### BRIEF 1:
According to the forum thread, what business did the restaurant owner run before opening restaurants?
### BRIEF 2:
Rewrite the forum thread between "## botanique (Mar" and "times. small world.", inclusive, changing "salad bar prep" to "vegetable prep".
### BRIEF 3:
Based on the forum thread, answer yes or no to each statement and quote the words that decide it: (a) katbalou told the owner that the job would be mornings only, Monday through Friday. (b) katbalou worked a double shift on the first day when another worker failed to show up. (c) katbalou and the head chef had worked at some of the same places.

### SUPPLIED PASSAGE:
# What was I thinking?.....



## katbalou (Nov 21, 2001)

I've accepted a position as a prep cook - I start monday.  What was i thinking after being out of the kitchen for 6 wonderful years? is this industry like crack? you just keep going back?.....  
I've told the owner I will only work mornings mon - fri. I do not want the stress of running the kitchen at all. it's kind of a crap shoot anyways, an Italian buffet with a la carte items also. the owner has owned 2 other restaurants for 4 years( they're still open) - prior to that he owned pet shops.
but if he wants to toss his money my way I guess I'll take it. But the minute I have to take over ordering and scheduling it'll be adios. My husband has a job that's stressful enough for both of us. :bounce: 
wish me luck.....
kat


----------



## chrose (Nov 20, 2000)

Best of luck Kat. If all works out you'll have the best job. Relatively stress free prep work in so far as no added responsibilities and you're doing M-F in the am. Congratulations, it ought to be fun. I wouldn't mind getting back myself!


----------



## cape chef (Jul 31, 2000)

Good luck Kat,

Enjoy yourself.


----------



## kuan (Jun 11, 2001)

Good luck Kat. Getting paid by the hour. Now that's nice.


----------



## katbalou (Nov 21, 2001)

thanks guys, i'll keep you posted on how the position is. i'm going to give it a shot, if it doesn't work out - no big deal. at least i'll have gotten my fix!!!!!  
kat


----------



## botanique (Mar 23, 2005)

Kat - LOL with heartfelt understanding! I had to move myself to the country to get away from the addiction  

It will be fabulous! Just get someone else to do the onions.


----------



## katbalou (Nov 21, 2001)

so..... the first day at work wasn't bad. salad bar prep, mindless stuff, but some one has to get paid to do it. the head chef's last comment of the day? it's so nice to be working with some one who knows what they're doing. now i feel all warm and fuzzy.  actually he's not bad, even tempered, been around. we actually worked at some of the same places at different times. small world. 
i didn't feel warm and fuzzy enough to work a double when the kid who was supposed to show at 2 didn't come in though.
kat


----------



## katbalou (Nov 21, 2001)

and on the second day of work...... my body remembered muscles that haven't been used in years. i need another yoga workout..... need to stretch the kinks back out....... ouch, ouch, ouch  
kat


----------



## katbalou (Nov 21, 2001)

and on the 8th day my body said "if you don't leave now you're going to drop." so i did. i hadn't been in a kitchen in 6 years and it caught up with me - big time. just wasn't used to those 6-7 hr. shifts with no break. it really bites to knowthat you can no longer do the job you once enjoyed. i guess all the previous years of hard labor in the kitchens took more of a toll on my body than i realized. i mean really what does it mean when your blood pressure shoots to 150/100 and the heart rate goes up to 160 beats/minute anyways? 
kat


----------



## chrose (Nov 20, 2000)

Some records:
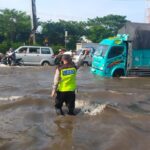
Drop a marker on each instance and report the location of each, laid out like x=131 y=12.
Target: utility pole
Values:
x=33 y=22
x=147 y=11
x=66 y=39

### FINAL ANSWER 1:
He owned pet shops.

### FINAL ANSWER 2:
## botanique (Mar 23, 2005)

Kat - LOL with heartfelt understanding! I had to move myself to the country to get away from the addiction  

It will be fabulous! Just get someone else to do the onions.


----------



## katbalou (Nov 21, 2001)

so..... the first day at work wasn't bad. vegetable prep, mindless stuff, but some one has to get paid to do it. the head chef's last comment of the day? it's so nice to be working with some one who knows what they're doing. now i feel all warm and fuzzy.  actually he's not bad, even tempered, been around. we actually worked at some of the same places at different times. small world.

### FINAL ANSWER 3:
(a) Yes: "I've told the owner I will only work mornings mon - fri."
(b) No: "i didn't feel warm and fuzzy enough to work a double when the kid who was supposed to show at 2 didn't come in though."
(c) Yes: "we actually worked at some of the same places at different times."